▸ PROBLEM DETAILS
The data follows this line. Copy verbatim the line with "--target ruin emerging from trees" and each line after it to the end.

▸ RECORDED INFORMATION
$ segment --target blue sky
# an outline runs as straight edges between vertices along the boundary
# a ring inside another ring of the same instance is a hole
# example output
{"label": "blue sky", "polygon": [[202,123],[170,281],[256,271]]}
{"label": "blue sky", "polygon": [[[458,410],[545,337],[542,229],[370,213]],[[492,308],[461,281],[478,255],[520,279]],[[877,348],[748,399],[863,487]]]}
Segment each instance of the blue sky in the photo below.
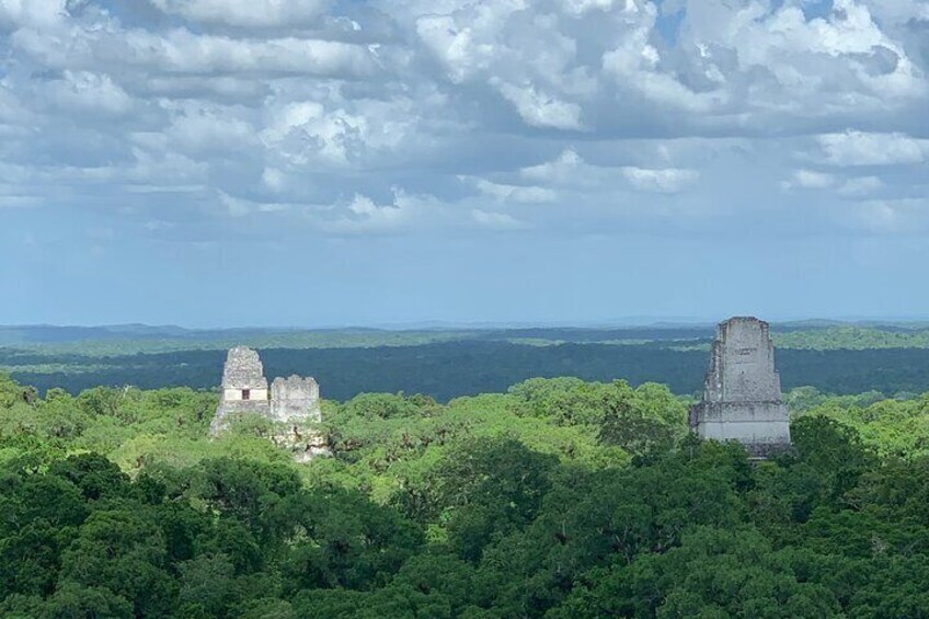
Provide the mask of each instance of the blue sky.
{"label": "blue sky", "polygon": [[0,0],[0,323],[929,316],[926,0]]}

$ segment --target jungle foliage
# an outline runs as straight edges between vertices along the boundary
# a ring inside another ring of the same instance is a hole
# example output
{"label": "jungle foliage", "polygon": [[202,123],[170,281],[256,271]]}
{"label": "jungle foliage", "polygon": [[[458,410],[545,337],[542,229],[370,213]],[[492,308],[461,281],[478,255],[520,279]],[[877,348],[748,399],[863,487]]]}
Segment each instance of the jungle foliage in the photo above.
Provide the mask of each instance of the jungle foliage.
{"label": "jungle foliage", "polygon": [[365,393],[298,465],[208,392],[0,376],[0,616],[929,616],[929,394],[788,400],[750,465],[656,383]]}

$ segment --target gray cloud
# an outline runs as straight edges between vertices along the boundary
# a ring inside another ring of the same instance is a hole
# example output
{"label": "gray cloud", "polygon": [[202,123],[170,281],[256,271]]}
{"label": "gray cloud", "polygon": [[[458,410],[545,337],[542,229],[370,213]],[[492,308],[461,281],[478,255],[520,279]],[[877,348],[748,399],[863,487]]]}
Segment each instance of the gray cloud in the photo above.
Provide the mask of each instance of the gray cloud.
{"label": "gray cloud", "polygon": [[916,0],[0,0],[0,202],[198,240],[904,233],[927,28]]}

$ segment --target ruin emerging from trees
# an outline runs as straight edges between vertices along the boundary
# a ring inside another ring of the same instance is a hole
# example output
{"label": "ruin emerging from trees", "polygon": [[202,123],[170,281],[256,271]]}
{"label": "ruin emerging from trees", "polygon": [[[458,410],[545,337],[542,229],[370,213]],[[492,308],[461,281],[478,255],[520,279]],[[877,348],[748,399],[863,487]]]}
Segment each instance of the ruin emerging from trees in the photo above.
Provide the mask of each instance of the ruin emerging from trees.
{"label": "ruin emerging from trees", "polygon": [[689,421],[701,438],[737,440],[754,459],[790,449],[790,415],[767,322],[731,318],[720,323],[703,400],[690,409]]}
{"label": "ruin emerging from trees", "polygon": [[275,378],[268,390],[259,354],[236,346],[226,358],[220,391],[219,406],[209,427],[211,436],[220,435],[233,421],[251,417],[267,422],[268,437],[294,451],[298,460],[328,451],[316,431],[322,411],[314,378]]}

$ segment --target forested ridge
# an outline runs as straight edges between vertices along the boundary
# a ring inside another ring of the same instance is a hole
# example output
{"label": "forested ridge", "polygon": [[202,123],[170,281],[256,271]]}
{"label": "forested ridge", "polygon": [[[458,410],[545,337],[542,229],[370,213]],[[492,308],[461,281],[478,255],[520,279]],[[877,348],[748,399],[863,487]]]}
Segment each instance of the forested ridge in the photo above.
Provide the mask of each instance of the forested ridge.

▸ RESULT
$ segment --target ruin emerging from trees
# an outline runs as straight edges between vertices along the boundary
# a ring inside another ring of the same instance is a hole
# example output
{"label": "ruin emerging from trees", "polygon": [[202,123],[170,281],[256,271]]}
{"label": "ruin emerging from trees", "polygon": [[[458,410],[545,337],[542,229],[370,213]],[[492,308],[461,281],[478,255],[520,279]],[[877,348],[748,399],[863,487]]]}
Segment each instance of the ruin emerging from trees in the photo above.
Provide the mask of each instance of the ruin emerging from trees.
{"label": "ruin emerging from trees", "polygon": [[689,421],[701,438],[737,440],[754,459],[790,449],[790,415],[767,322],[731,318],[720,323],[703,400],[690,409]]}
{"label": "ruin emerging from trees", "polygon": [[275,378],[268,390],[259,354],[236,346],[226,358],[220,391],[219,406],[209,427],[211,436],[220,435],[233,421],[251,417],[267,422],[268,437],[294,451],[298,460],[328,451],[316,431],[322,411],[314,378]]}

$ segment --target forested ridge
# an outline runs as straight edges between vertices along the boundary
# a ring inside another ring of the same instance is a hole
# example output
{"label": "forested ridge", "polygon": [[202,123],[170,281],[256,271]]}
{"label": "forested ridge", "polygon": [[[458,410],[545,337],[542,229],[370,213]],[[492,308],[461,281],[478,255],[520,279]],[[877,348],[748,399],[863,487]]]}
Segment each instance of the forested ridge in the photo above.
Provide the mask of each instance of the forested ridge.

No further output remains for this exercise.